Фрагмент текста |
++++++++++++++++++++
Для С. характерно преобладание критической и сатирической стихии в его творчестве. С. сознает себя основателем школы. Избранное им литературное направление — классицизм, в том виде, какой он принял во Франции XVII — нач. XVIII вв. Современные почитатели поэтому не раз провозглашали С. «наперсником Буало» (имея в виду его сатиры и «Эпистолу о стихотворстве»), «северным Расином», «Мольером», «российским Лафонтеном». Однако классицизм С. отличен напрель от классицизма его старшего современника Ломоносова. С. «снижает» классическую поэтику. «Снижение» выражается в устремлении к менее «высокой» тематике, во внесении в поэзию мотивов личного, интимного порядка, в отказе от ломоносовского «парения», в предпочтении «средних» и «низких» жанров жанрам «высоким», в стремлении к простому, естественному языку, с умеренными славянизмами и известной примесью простонародной речи. «Снижение» это происходило в обстановке острой лит-ой борьбы, позволяющей говорить о борьбе сумароковской системы с ломоносовской, которую кроме С. проводили такие его сторонники, как Ржевский, Нартов, Аблесимов, Херасков, Карин, Поповский и др. поэты XVIII в. «Снижение» и «опрощение» поэзии С. вело, с одной стороны, к приближению его творчества к жизни, но, с другой, делало его строго ограниченным интересами его класса.
++++++++++++++++++++
Представленные данные |
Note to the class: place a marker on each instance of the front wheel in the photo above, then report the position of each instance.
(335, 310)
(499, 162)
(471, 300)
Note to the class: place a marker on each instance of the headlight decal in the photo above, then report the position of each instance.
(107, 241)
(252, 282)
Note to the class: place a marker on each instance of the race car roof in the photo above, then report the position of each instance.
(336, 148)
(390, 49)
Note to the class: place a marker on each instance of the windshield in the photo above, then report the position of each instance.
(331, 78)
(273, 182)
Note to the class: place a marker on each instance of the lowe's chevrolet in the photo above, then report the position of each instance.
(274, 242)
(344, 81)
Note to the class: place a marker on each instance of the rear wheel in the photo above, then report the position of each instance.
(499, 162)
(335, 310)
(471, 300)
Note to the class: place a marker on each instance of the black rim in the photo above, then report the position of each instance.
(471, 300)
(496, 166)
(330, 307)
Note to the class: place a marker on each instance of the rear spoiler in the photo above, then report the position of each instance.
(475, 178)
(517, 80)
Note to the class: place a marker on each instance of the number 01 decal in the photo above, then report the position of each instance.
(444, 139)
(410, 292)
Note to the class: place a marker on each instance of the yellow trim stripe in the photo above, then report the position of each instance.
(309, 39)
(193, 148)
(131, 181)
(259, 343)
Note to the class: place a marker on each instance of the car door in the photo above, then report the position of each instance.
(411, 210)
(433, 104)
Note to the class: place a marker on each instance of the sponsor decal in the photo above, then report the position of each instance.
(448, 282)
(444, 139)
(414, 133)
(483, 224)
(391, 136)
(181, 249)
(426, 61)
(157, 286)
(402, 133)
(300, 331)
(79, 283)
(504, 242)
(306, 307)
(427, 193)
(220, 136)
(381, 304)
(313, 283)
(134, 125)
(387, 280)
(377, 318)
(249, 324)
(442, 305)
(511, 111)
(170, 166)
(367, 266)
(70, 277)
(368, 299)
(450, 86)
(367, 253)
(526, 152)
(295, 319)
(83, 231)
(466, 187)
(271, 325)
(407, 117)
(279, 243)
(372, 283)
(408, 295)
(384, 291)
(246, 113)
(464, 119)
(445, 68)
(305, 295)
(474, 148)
++++++++++++++++++++
Задания |
(1) Ответьте по фрагменту о творчестве С. на следующие вопросы:
(a) Какое литературное направление избрал С.?
(b) Кто, помимо С., проводил сумароковскую систему?
(c) К чему вело «снижение» и «опрощение» поэзии С.?
(2) Верните все строки записей, в которых встречается слово «wheel».
Текст и записи между собой никак не связаны.

Ответы к заданиям |
(1)
(a) Классицизм в том виде, какой он принял во Франции XVII — нач. XVIII вв.
(b) Его сторонники Ржевский, Нартов, Аблесимов, Херасков, Карин, Поповский и др. поэты XVIII в.
(c) С одной стороны, к приближению его творчества к жизни, с другой стороны, оно делало его творчество строго ограниченным интересами его класса.

(2)
Note to the class: place a marker on each instance of the front wheel in the photo above, then report the position of each instance.
Note to the class: place a marker on each instance of the rear wheel in the photo above, then report the position of each instance.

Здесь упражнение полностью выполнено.